→ GIVEN DATA
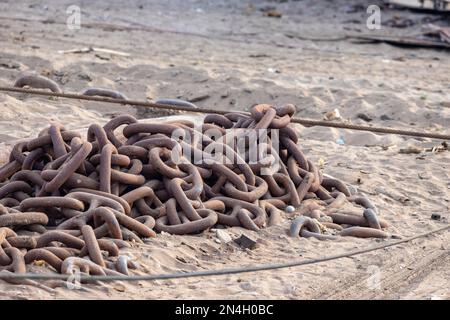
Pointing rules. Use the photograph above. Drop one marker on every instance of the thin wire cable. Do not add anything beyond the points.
(227, 271)
(302, 121)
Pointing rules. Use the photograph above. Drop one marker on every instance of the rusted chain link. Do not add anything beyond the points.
(63, 198)
(302, 121)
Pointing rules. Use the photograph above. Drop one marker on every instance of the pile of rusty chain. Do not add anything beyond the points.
(63, 198)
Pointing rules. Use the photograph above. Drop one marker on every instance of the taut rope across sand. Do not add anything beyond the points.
(305, 122)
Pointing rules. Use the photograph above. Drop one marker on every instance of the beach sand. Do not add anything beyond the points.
(229, 55)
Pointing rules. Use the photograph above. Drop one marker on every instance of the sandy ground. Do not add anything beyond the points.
(229, 55)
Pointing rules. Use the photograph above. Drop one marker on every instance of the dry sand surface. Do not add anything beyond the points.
(228, 55)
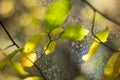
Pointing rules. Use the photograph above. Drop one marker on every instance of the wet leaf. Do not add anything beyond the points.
(57, 13)
(92, 51)
(33, 42)
(74, 32)
(56, 31)
(8, 58)
(49, 47)
(103, 35)
(109, 68)
(27, 60)
(33, 78)
(18, 67)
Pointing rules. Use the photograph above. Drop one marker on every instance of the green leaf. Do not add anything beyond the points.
(49, 47)
(18, 67)
(33, 78)
(92, 51)
(108, 70)
(112, 68)
(8, 58)
(74, 32)
(57, 13)
(103, 35)
(33, 42)
(56, 31)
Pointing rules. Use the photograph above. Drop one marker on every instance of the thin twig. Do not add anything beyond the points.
(3, 26)
(92, 30)
(110, 19)
(38, 68)
(14, 43)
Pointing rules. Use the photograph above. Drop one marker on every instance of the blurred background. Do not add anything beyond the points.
(24, 18)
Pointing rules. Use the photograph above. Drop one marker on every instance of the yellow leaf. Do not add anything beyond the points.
(109, 68)
(93, 49)
(33, 42)
(33, 78)
(56, 31)
(19, 68)
(27, 60)
(80, 78)
(49, 47)
(103, 35)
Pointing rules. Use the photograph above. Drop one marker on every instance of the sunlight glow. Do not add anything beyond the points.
(6, 8)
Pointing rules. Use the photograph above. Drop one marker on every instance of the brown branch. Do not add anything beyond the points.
(3, 26)
(14, 43)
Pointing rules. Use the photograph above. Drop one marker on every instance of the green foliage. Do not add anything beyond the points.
(103, 35)
(8, 58)
(57, 13)
(18, 67)
(49, 47)
(74, 32)
(112, 68)
(33, 78)
(56, 31)
(92, 51)
(33, 42)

→ EXERCISE DESCRIPTION
Change "photograph" to "image" in the part that opens with the line containing "of the beach" and closes with the last of the lines, leaving everything else unchanged. Give back only that part, without the pictures.

→ PROBLEM SOLUTION
Pointing rules. Use the image above. Drop one marker on every instance of the beach sand. Do not add anything beyond the points.
(229, 55)
Pointing rules. Use the image above. Drop one marker on every instance of the sandy ground. Do not add anything beyond the points.
(229, 55)
Pointing rules. Use the image above. Drop one marker on every instance of the dry sand surface. Do not add anything beyond the points.
(228, 55)
Pointing rules. Use the image above. Drop one marker on every instance of the wet leaf. Do not add anything beyond the points.
(57, 13)
(92, 51)
(33, 42)
(74, 32)
(56, 31)
(8, 58)
(49, 47)
(103, 35)
(109, 68)
(27, 60)
(33, 78)
(18, 67)
Pointing rules. Use the image above. Drop one marker on every instance of the green leaf. Do not add anything beyond the points.
(49, 47)
(18, 67)
(33, 78)
(92, 51)
(108, 70)
(112, 68)
(8, 58)
(74, 32)
(57, 13)
(103, 35)
(33, 42)
(56, 31)
Pointing rules. Use the image above. Drop one marker on every instance of the thin twig. Do not add anything beyond the points.
(3, 26)
(92, 30)
(110, 19)
(38, 68)
(14, 43)
Pointing rules. Use the image above. Drop one marker on every instance of the blurred background. Do not add anything beyond the points.
(24, 18)
Pointing rules. Use the image above. Drop one marker on every instance of the yellow leaf. Do not add anything beyond the points.
(109, 68)
(93, 49)
(33, 42)
(33, 78)
(56, 31)
(19, 68)
(27, 60)
(80, 78)
(49, 47)
(103, 35)
Pointing rules. Use the image above. Drop one marker on every instance of the sunlight glow. Do not add anything beyond the points.
(6, 8)
Pointing rules. Use the image above. Drop one marker on every instance of the brown branch. Do not add anything beyond the points.
(3, 26)
(14, 43)
Pointing rules. Use the image above. Drop one marker on every instance of the green foliage. Do not add anything beyond the points.
(103, 35)
(8, 58)
(57, 13)
(18, 67)
(49, 47)
(74, 32)
(112, 68)
(33, 78)
(56, 31)
(92, 51)
(33, 42)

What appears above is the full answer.